Stored data:
BEGIN

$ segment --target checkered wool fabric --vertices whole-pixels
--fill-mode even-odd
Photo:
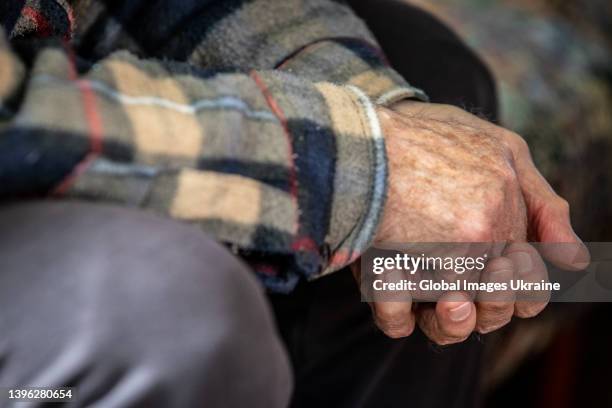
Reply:
[[[1,6],[1,197],[198,224],[276,291],[369,245],[386,192],[375,104],[424,96],[347,7],[72,3]]]

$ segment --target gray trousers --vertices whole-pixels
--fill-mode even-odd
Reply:
[[[24,386],[76,387],[75,406],[275,408],[292,378],[263,289],[199,229],[34,202],[0,207],[0,387]]]

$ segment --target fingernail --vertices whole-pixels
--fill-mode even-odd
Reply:
[[[448,311],[448,315],[453,322],[462,322],[472,313],[472,304],[464,302]]]
[[[584,244],[579,244],[574,256],[573,266],[576,269],[586,269],[591,263],[591,254]]]

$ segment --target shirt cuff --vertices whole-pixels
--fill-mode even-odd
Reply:
[[[328,38],[308,44],[277,66],[314,82],[353,85],[377,105],[403,99],[428,101],[388,64],[378,46],[357,38]]]
[[[330,82],[288,89],[280,78],[262,79],[293,139],[295,264],[284,277],[263,276],[268,287],[286,292],[295,282],[292,271],[312,280],[355,261],[370,246],[386,199],[387,158],[376,104],[362,89]],[[310,122],[316,129],[308,129]]]
[[[368,95],[353,85],[318,88],[328,101],[337,135],[335,193],[326,237],[329,256],[320,274],[325,275],[354,262],[374,239],[387,192],[387,158]]]

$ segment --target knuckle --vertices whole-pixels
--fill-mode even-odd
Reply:
[[[505,139],[508,141],[514,151],[529,151],[529,145],[527,144],[527,141],[523,139],[519,134],[514,133],[511,130],[504,129],[504,135]]]
[[[500,256],[491,259],[487,265],[487,269],[489,272],[507,271],[508,274],[511,275],[514,270],[514,262],[507,256]]]
[[[529,145],[519,134],[502,127],[498,127],[498,130],[496,134],[509,157],[529,154]]]
[[[512,319],[513,302],[483,302],[479,305],[476,331],[490,333],[505,326]]]
[[[508,319],[512,316],[513,306],[513,303],[508,302],[489,302],[483,311],[483,320],[495,322]]]
[[[550,211],[560,217],[568,218],[570,217],[570,204],[563,197],[554,194],[548,202],[545,204],[545,208],[547,211]]]
[[[435,344],[437,344],[438,346],[449,346],[451,344],[457,344],[457,343],[461,343],[465,340],[467,340],[467,338],[470,335],[466,335],[466,336],[447,336],[447,335],[442,335],[442,336],[437,336],[434,338],[429,338],[432,342],[434,342]]]
[[[493,238],[493,223],[484,214],[468,216],[459,226],[459,232],[468,242],[488,242]]]
[[[516,133],[512,133],[512,132],[511,132],[511,137],[519,153],[529,152],[529,145],[527,144],[527,141],[525,139],[523,139],[521,136],[517,135]]]
[[[409,306],[408,306],[409,307]],[[414,330],[414,319],[410,307],[394,303],[379,304],[374,310],[376,326],[391,338],[406,337]]]
[[[499,166],[497,169],[497,174],[499,179],[505,185],[514,185],[518,181],[516,171],[514,171],[514,168],[509,163],[504,163],[503,165]]]
[[[408,337],[412,334],[414,331],[414,325],[406,324],[399,327],[384,327],[381,328],[381,330],[387,337],[392,339],[401,339],[402,337]]]
[[[562,198],[562,197],[558,197],[555,200],[555,206],[559,209],[559,211],[566,216],[569,216],[570,214],[570,204],[569,202]]]
[[[495,138],[495,141],[497,142],[497,146],[500,148],[500,153],[504,157],[513,156],[514,141],[513,141],[513,137],[511,133],[512,132],[504,128],[497,128],[497,131],[494,131],[492,133],[492,136]]]
[[[521,319],[529,319],[540,314],[546,304],[546,302],[521,302],[517,304],[514,314]]]
[[[470,327],[444,325],[443,327],[440,327],[440,337],[449,342],[461,342],[470,336],[472,330],[474,329],[474,324],[475,322]]]
[[[433,313],[419,314],[418,324],[423,334],[438,346],[461,343],[470,336],[473,328],[444,327],[438,323]]]
[[[385,304],[387,305],[387,304]],[[393,327],[400,325],[406,320],[406,317],[410,313],[404,310],[403,307],[397,306],[383,306],[376,308],[376,319],[385,326]]]
[[[501,329],[512,320],[512,316],[504,316],[503,318],[496,319],[494,321],[478,323],[476,331],[481,334],[491,333],[495,330]]]

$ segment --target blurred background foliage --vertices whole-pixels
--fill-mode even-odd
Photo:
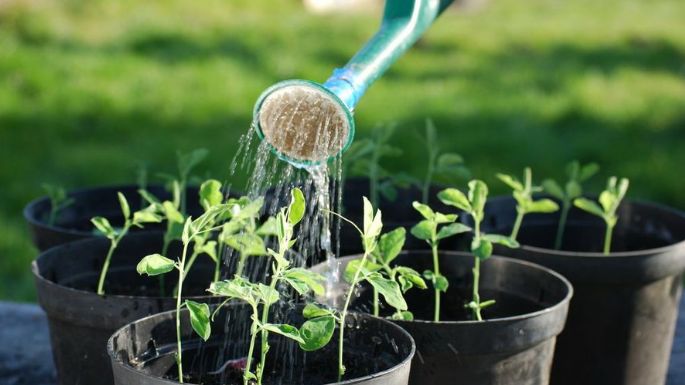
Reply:
[[[257,96],[324,80],[377,28],[378,10],[315,15],[295,0],[0,0],[0,298],[31,300],[22,208],[41,183],[134,182],[205,147],[228,178]],[[422,175],[430,117],[474,176],[569,160],[631,178],[632,198],[685,208],[685,2],[496,0],[450,10],[356,111],[359,136],[395,122]],[[242,186],[244,175],[231,177]]]

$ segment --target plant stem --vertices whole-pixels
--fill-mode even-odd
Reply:
[[[431,251],[433,252],[433,274],[435,278],[440,276],[440,261],[438,260],[438,242],[432,242]],[[435,315],[433,316],[435,322],[440,322],[440,290],[435,289]]]
[[[105,257],[105,263],[102,265],[102,271],[100,271],[100,279],[98,280],[98,290],[97,293],[98,295],[104,295],[105,294],[105,277],[107,276],[107,271],[109,270],[109,264],[112,260],[112,254],[114,254],[114,250],[117,248],[117,240],[112,239],[110,245],[109,245],[109,250],[107,251],[107,256]]]
[[[271,284],[269,287],[271,290],[276,290],[276,286],[278,285],[278,282],[281,279],[281,273],[283,272],[283,269],[281,266],[276,264],[276,269],[274,271],[274,275],[271,278]],[[269,322],[269,304],[264,303],[264,307],[262,308],[262,325],[266,324]],[[260,362],[259,366],[257,369],[257,385],[262,384],[262,375],[264,374],[264,365],[266,365],[266,354],[269,351],[269,332],[266,329],[262,329],[262,350],[261,350],[261,357],[260,357]]]
[[[611,237],[614,232],[614,226],[607,225],[606,233],[604,233],[604,255],[609,255],[611,252]]]
[[[259,309],[257,306],[252,305],[252,317],[254,320],[259,318]],[[247,351],[247,362],[245,363],[245,372],[243,374],[243,384],[249,385],[250,377],[247,373],[250,373],[252,367],[252,355],[254,354],[254,347],[257,344],[257,328],[255,327],[255,321],[252,321],[252,328],[250,330],[250,348]]]
[[[378,317],[378,314],[380,313],[379,305],[378,305],[378,290],[373,289],[373,315],[374,317]]]
[[[188,244],[183,244],[183,254],[178,266],[178,292],[176,293],[176,366],[178,367],[178,382],[183,383],[183,352],[181,350],[181,297],[183,296],[183,280],[185,279],[185,263],[188,254]]]
[[[359,266],[364,266],[366,264],[366,258],[369,256],[368,252],[364,252],[362,261]],[[345,319],[347,318],[347,308],[350,306],[350,301],[352,300],[352,294],[354,293],[354,288],[357,286],[357,281],[359,280],[359,273],[362,269],[357,269],[354,273],[354,278],[350,283],[350,289],[347,292],[347,298],[345,299],[345,305],[343,305],[342,312],[340,312],[340,340],[338,341],[338,382],[342,380],[342,376],[345,374],[345,365],[343,363],[343,347],[345,338]]]
[[[431,181],[435,173],[435,158],[437,152],[432,146],[428,146],[428,170],[426,170],[426,179],[423,181],[423,188],[421,189],[421,201],[423,204],[428,204],[428,193],[430,192]]]
[[[518,237],[524,215],[525,214],[522,210],[519,210],[518,208],[516,209],[516,221],[514,222],[514,227],[511,229],[511,235],[509,235],[509,238],[516,240],[516,237]]]
[[[480,315],[480,294],[478,293],[478,284],[480,281],[480,259],[475,257],[473,263],[473,302],[476,307],[473,309],[473,313],[478,321],[482,321],[483,317]]]
[[[557,236],[554,240],[554,249],[560,250],[561,243],[564,240],[564,231],[566,230],[566,220],[568,218],[568,212],[571,209],[571,201],[569,199],[564,199],[561,205],[561,216],[559,217],[559,225],[557,227]]]
[[[247,259],[247,256],[241,252],[240,257],[238,258],[238,267],[236,268],[236,271],[235,271],[235,274],[237,276],[240,276],[240,277],[243,276],[243,270],[245,270],[245,260],[246,259]]]

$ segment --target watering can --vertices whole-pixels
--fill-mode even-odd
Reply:
[[[380,29],[323,84],[285,80],[257,100],[253,125],[260,139],[298,167],[325,163],[354,139],[354,108],[378,79],[453,0],[386,0]]]

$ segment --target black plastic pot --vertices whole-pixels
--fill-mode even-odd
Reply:
[[[286,311],[285,322],[299,325],[304,321],[301,311],[301,306]],[[108,351],[116,385],[178,384],[175,314],[171,311],[133,322],[112,336]],[[242,384],[240,365],[244,366],[248,351],[250,314],[246,305],[225,307],[212,323],[212,337],[203,343],[191,330],[188,313],[182,313],[186,383]],[[415,352],[411,336],[368,315],[351,314],[347,321],[344,357],[350,379],[337,382],[336,337],[323,349],[305,353],[291,340],[272,333],[264,383],[406,385]]]
[[[170,247],[174,255],[179,245]],[[45,310],[61,385],[112,384],[107,339],[129,322],[175,308],[172,297],[158,297],[158,277],[141,277],[136,264],[162,248],[161,233],[130,234],[112,257],[105,296],[95,294],[100,269],[109,247],[104,238],[91,238],[54,247],[33,262],[38,302]],[[205,289],[213,279],[214,262],[200,256],[185,293],[208,301]],[[167,282],[176,282],[174,275]]]
[[[339,271],[359,256],[345,257]],[[471,300],[473,257],[441,252],[440,269],[450,281],[441,298],[441,322],[433,319],[433,290],[412,289],[405,298],[416,321],[393,321],[416,341],[412,385],[541,385],[549,381],[556,336],[564,328],[573,289],[544,267],[491,257],[481,264],[480,294],[496,304],[473,321],[464,305]],[[432,270],[428,251],[405,251],[396,263]],[[325,265],[314,268],[325,271]],[[362,287],[356,309],[371,311],[369,287]],[[384,309],[382,315],[389,315]]]
[[[69,191],[68,197],[74,202],[59,212],[54,225],[47,223],[50,215],[48,197],[43,196],[31,201],[24,208],[24,219],[29,224],[33,243],[38,250],[45,251],[53,246],[97,236],[90,223],[90,219],[95,216],[105,217],[115,226],[121,225],[121,206],[117,192],[124,194],[131,209],[135,211],[141,208],[142,203],[138,188],[136,185],[123,185]],[[162,200],[171,199],[171,194],[163,186],[148,186],[148,191]],[[186,191],[187,212],[193,216],[201,214],[198,188],[188,187]],[[149,224],[144,230],[134,228],[132,231],[155,229],[161,229],[161,225]]]
[[[509,197],[490,201],[484,230],[510,231],[514,205]],[[626,202],[618,215],[608,256],[600,252],[603,222],[577,209],[569,214],[564,251],[552,249],[558,214],[526,216],[519,235],[523,246],[498,250],[549,267],[574,286],[557,344],[554,385],[666,381],[685,271],[685,214]]]
[[[362,222],[364,207],[362,204],[362,196],[369,198],[369,180],[365,178],[349,178],[345,181],[343,186],[343,201],[342,211],[345,217],[359,224]],[[443,190],[444,187],[432,185],[430,187],[428,204],[436,211],[444,214],[457,213],[454,207],[446,206],[436,195]],[[421,202],[421,190],[415,186],[407,188],[397,188],[397,198],[394,201],[380,197],[378,209],[383,214],[383,228],[386,231],[393,230],[398,227],[407,229],[407,234],[412,226],[417,224],[423,218],[413,207],[412,202]],[[442,245],[446,249],[456,247],[459,239],[462,237],[455,236],[447,238]],[[405,244],[406,249],[424,250],[429,249],[430,246],[420,239],[407,235]],[[340,229],[340,255],[353,255],[363,252],[362,242],[359,233],[348,223],[342,223]]]

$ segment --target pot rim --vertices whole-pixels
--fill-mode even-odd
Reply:
[[[228,305],[224,305],[224,306],[241,306],[241,305],[246,305],[246,303],[244,303],[244,302],[242,302],[242,301],[235,301],[235,302],[232,302],[232,303],[230,303],[230,304],[228,304]],[[304,305],[304,303],[298,304],[297,306],[303,306],[303,305]],[[216,305],[212,305],[212,307],[214,307],[214,306],[216,306]],[[183,308],[183,309],[181,309],[181,312],[182,312],[182,313],[187,313],[187,312],[188,312],[188,309],[187,309],[187,308]],[[121,360],[121,358],[118,357],[118,355],[114,352],[114,338],[115,338],[117,335],[119,335],[120,333],[122,333],[126,328],[129,328],[129,327],[131,327],[131,326],[134,325],[134,324],[137,324],[137,323],[140,323],[140,322],[146,322],[146,321],[149,321],[149,320],[152,319],[152,318],[157,318],[157,317],[160,317],[160,318],[161,318],[161,317],[171,316],[171,317],[173,318],[173,317],[175,317],[175,314],[176,314],[176,310],[168,310],[168,311],[161,312],[161,313],[157,313],[157,314],[151,314],[151,315],[149,315],[149,316],[147,316],[147,317],[138,319],[138,320],[136,320],[136,321],[133,321],[133,322],[131,322],[131,323],[129,323],[129,324],[126,324],[126,325],[122,326],[121,328],[117,329],[117,331],[115,331],[114,334],[112,334],[112,336],[109,337],[109,339],[107,340],[107,354],[109,355],[110,359],[111,359],[112,361],[116,361],[117,364],[121,365],[121,367],[123,367],[126,371],[128,371],[128,372],[130,372],[130,373],[134,373],[134,374],[136,374],[136,375],[141,375],[141,376],[153,377],[153,376],[151,376],[151,375],[142,373],[141,371],[136,370],[135,368],[133,368],[131,365],[129,365],[129,364],[123,362],[123,360]],[[350,312],[348,312],[348,315],[354,315],[354,316],[361,316],[361,317],[371,318],[371,319],[373,319],[373,320],[377,320],[377,321],[379,321],[379,322],[385,324],[385,326],[395,328],[396,331],[398,331],[400,334],[404,335],[404,336],[408,339],[408,341],[409,341],[409,343],[410,343],[409,354],[407,354],[407,357],[405,357],[402,361],[400,361],[400,362],[397,363],[396,365],[393,365],[392,367],[390,367],[390,368],[388,368],[388,369],[386,369],[386,370],[383,370],[383,371],[380,371],[380,372],[376,372],[376,373],[373,373],[373,374],[369,374],[369,375],[364,376],[364,377],[351,378],[351,379],[348,379],[348,380],[344,380],[344,381],[342,381],[342,382],[329,382],[329,383],[321,384],[321,385],[353,385],[353,384],[357,384],[357,383],[362,382],[362,381],[367,381],[367,380],[372,379],[372,378],[381,377],[381,376],[386,375],[386,374],[389,374],[389,373],[391,373],[391,372],[393,372],[393,371],[395,371],[395,370],[398,370],[399,368],[401,368],[401,367],[403,367],[403,366],[406,366],[406,365],[410,365],[410,364],[411,364],[412,360],[414,359],[414,355],[416,354],[416,341],[414,341],[414,337],[412,337],[411,334],[409,334],[409,332],[407,332],[406,330],[404,330],[404,328],[400,327],[399,325],[395,324],[394,322],[390,322],[390,321],[388,321],[388,320],[386,320],[386,319],[384,319],[384,318],[374,317],[374,316],[372,316],[371,314],[367,314],[367,313],[356,312],[356,311],[350,311]],[[329,342],[329,343],[330,343],[330,342]],[[157,377],[154,377],[154,378],[157,378]],[[164,381],[165,383],[168,383],[168,384],[180,384],[180,382],[178,382],[178,381],[171,381],[171,380],[169,380],[169,379],[164,379],[164,378],[158,378],[158,379],[159,379],[160,381]],[[187,383],[187,384],[189,384],[189,385],[195,385],[195,384],[192,384],[192,383]]]
[[[591,197],[592,195],[584,195]],[[509,195],[499,195],[496,197],[491,198],[489,201],[504,201],[504,200],[514,200],[511,196]],[[626,200],[625,204],[630,204],[630,205],[637,205],[637,206],[642,206],[645,208],[649,209],[656,209],[660,210],[663,212],[667,212],[670,215],[680,217],[683,221],[683,224],[685,225],[685,212],[673,207],[666,206],[661,203],[656,203],[656,202],[651,202],[647,200],[641,200],[641,199],[629,199]],[[487,206],[486,206],[487,210]],[[677,248],[677,247],[685,247],[685,238],[665,245],[661,247],[655,247],[651,249],[641,249],[641,250],[630,250],[630,251],[614,251],[610,252],[608,255],[605,255],[602,252],[598,251],[568,251],[568,250],[556,250],[556,249],[547,249],[544,247],[537,247],[537,246],[529,246],[525,244],[521,244],[521,249],[522,250],[529,250],[535,253],[543,253],[543,254],[550,254],[550,255],[555,255],[559,257],[569,257],[569,258],[586,258],[586,259],[593,259],[593,258],[612,258],[612,259],[618,259],[618,258],[643,258],[646,254],[660,254],[667,252],[669,249]]]
[[[420,253],[420,254],[428,254],[431,253],[430,250],[403,250],[403,254],[410,254],[410,253]],[[452,255],[452,256],[459,256],[459,257],[473,257],[472,254],[467,253],[467,252],[462,252],[462,251],[449,251],[449,250],[438,250],[438,255]],[[357,255],[349,255],[349,256],[344,256],[338,258],[341,262],[343,260],[352,260],[354,258],[358,258],[360,254]],[[528,261],[523,261],[520,259],[515,259],[515,258],[509,258],[509,257],[503,257],[500,255],[493,255],[487,259],[491,258],[496,258],[499,260],[504,260],[507,263],[513,263],[513,264],[518,264],[518,265],[523,265],[527,266],[528,268],[536,269],[543,271],[559,281],[567,288],[567,293],[562,298],[560,301],[555,303],[553,306],[546,307],[541,310],[534,311],[532,313],[525,313],[525,314],[520,314],[520,315],[515,315],[515,316],[509,316],[509,317],[499,317],[499,318],[489,318],[489,319],[484,319],[482,321],[477,321],[477,320],[465,320],[465,321],[430,321],[430,320],[413,320],[413,321],[405,321],[405,320],[398,320],[398,321],[392,321],[392,322],[398,322],[398,323],[416,323],[416,324],[424,324],[424,325],[489,325],[489,324],[495,324],[495,323],[509,323],[509,322],[514,322],[514,321],[523,321],[526,319],[531,319],[531,318],[536,318],[538,316],[542,316],[544,314],[548,313],[553,313],[556,311],[559,311],[563,308],[568,307],[569,303],[571,302],[571,298],[573,297],[573,285],[571,282],[566,279],[563,275],[557,273],[556,271],[546,268],[544,266],[538,265],[536,263],[528,262]],[[486,259],[486,261],[487,261]],[[326,263],[326,262],[323,262]]]

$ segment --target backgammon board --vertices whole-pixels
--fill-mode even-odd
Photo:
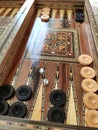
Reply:
[[[0,22],[0,128],[98,129],[98,26],[89,0],[28,0]]]

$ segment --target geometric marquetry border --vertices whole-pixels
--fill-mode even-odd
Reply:
[[[60,123],[50,123],[50,122],[40,122],[40,121],[31,121],[13,117],[0,117],[0,129],[2,130],[95,130],[89,127],[79,127],[73,125],[63,125]],[[97,130],[97,128],[96,128]]]
[[[98,25],[94,16],[94,13],[92,11],[92,7],[90,5],[89,0],[85,0],[85,7],[86,7],[86,11],[88,13],[88,19],[90,22],[90,27],[91,27],[91,33],[93,35],[94,38],[94,43],[95,43],[95,47],[96,47],[96,53],[93,52],[93,58],[94,58],[94,68],[98,71]],[[92,45],[91,45],[92,46]]]
[[[97,51],[97,55],[98,55],[98,25],[97,22],[95,20],[95,16],[94,13],[92,11],[92,7],[90,5],[89,0],[85,1],[85,7],[88,13],[88,18],[89,18],[89,22],[90,22],[90,26],[91,26],[91,31],[92,31],[92,35],[94,38],[94,42],[95,42],[95,47],[96,47],[96,51]],[[94,57],[95,61],[96,61],[96,66],[98,67],[98,57]]]

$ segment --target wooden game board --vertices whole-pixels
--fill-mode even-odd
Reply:
[[[98,82],[98,28],[91,6],[88,0],[55,2],[32,0],[29,5],[25,2],[12,22],[14,29],[5,42],[5,45],[10,43],[9,49],[0,61],[0,84],[11,84],[15,90],[26,84],[31,87],[33,95],[23,102],[27,107],[25,118],[1,116],[2,129],[3,125],[4,129],[9,126],[10,129],[24,130],[98,129],[90,128],[85,121],[87,109],[83,103],[85,93],[81,88],[83,78],[80,75],[83,66],[78,62],[79,55],[90,55],[93,63],[89,67],[96,71],[94,80]],[[42,22],[41,12],[47,6],[51,8],[50,19]],[[75,21],[75,10],[78,8],[84,11],[83,23]],[[45,69],[44,76],[39,73],[40,68]],[[44,79],[49,81],[46,86]],[[64,123],[47,119],[48,110],[53,106],[49,96],[56,89],[66,94]],[[14,95],[8,103],[11,105],[17,101]]]

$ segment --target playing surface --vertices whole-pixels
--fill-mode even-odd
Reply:
[[[84,22],[78,23],[75,19],[75,9],[65,9],[64,6],[63,8],[55,7],[51,8],[49,21],[43,22],[41,21],[43,7],[37,6],[34,23],[32,19],[30,21],[30,33],[29,35],[25,33],[24,39],[21,40],[15,64],[6,78],[5,84],[11,84],[15,88],[15,94],[7,102],[11,106],[19,101],[16,90],[21,85],[28,85],[32,96],[22,101],[27,108],[24,119],[51,124],[47,117],[48,111],[53,107],[50,94],[58,89],[66,95],[65,105],[61,106],[66,118],[61,125],[87,127],[89,125],[85,121],[85,113],[88,109],[83,103],[85,92],[81,87],[83,78],[80,75],[80,70],[84,66],[78,62],[78,57],[81,54],[90,55],[93,63],[89,67],[98,72],[97,51],[88,22],[88,14],[85,12]],[[24,46],[25,42],[27,43]],[[20,55],[22,57],[19,60]],[[41,69],[44,69],[44,73],[40,73]],[[97,75],[94,80],[97,81]],[[20,93],[25,95],[26,90]],[[59,100],[58,95],[56,99]],[[20,111],[21,109],[16,107],[14,113]],[[9,116],[8,113],[5,116]],[[57,118],[59,118],[58,115]]]

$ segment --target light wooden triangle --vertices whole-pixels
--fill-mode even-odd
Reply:
[[[42,109],[42,89],[43,84],[40,86],[40,90],[36,99],[36,103],[33,109],[31,120],[41,121],[41,109]]]
[[[13,12],[11,13],[10,18],[14,17],[15,14],[17,14],[18,10],[19,10],[19,8],[15,8],[15,9],[13,10]]]
[[[3,14],[2,18],[4,18],[5,16],[7,16],[7,14],[12,10],[12,8],[8,8],[5,13]]]
[[[5,8],[0,8],[0,13],[2,13],[5,10]]]
[[[69,105],[68,105],[66,124],[77,125],[72,85],[70,88],[70,97],[69,97]]]

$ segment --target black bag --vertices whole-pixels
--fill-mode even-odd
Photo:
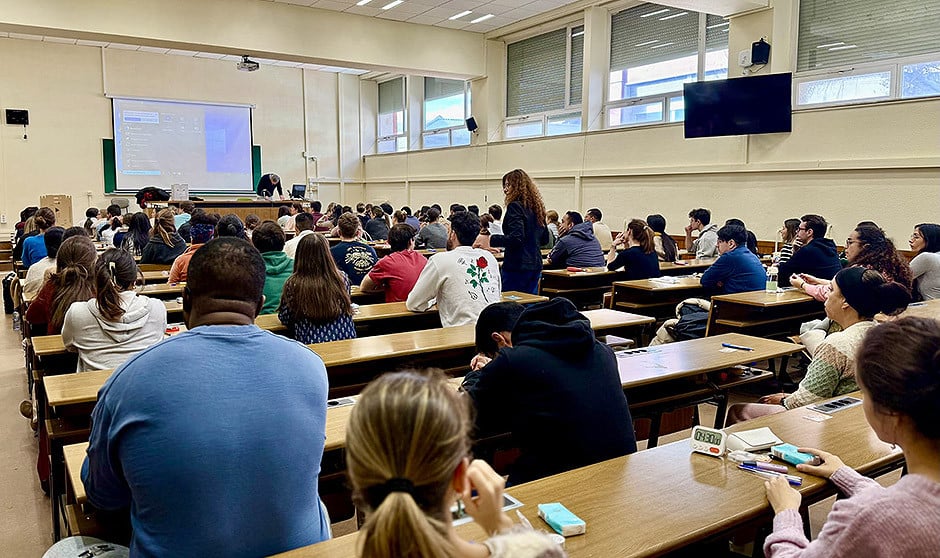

END

| WHAT YOU SHOULD DO |
Your reply should hold only the lines running from the one with "bag --vertices whole-pixels" to the end of the data above, set down exactly, pictures omitted.

| ANSWER BELOW |
$ segment --target black bag --vertices whole-pixels
--fill-mode even-odd
Photo:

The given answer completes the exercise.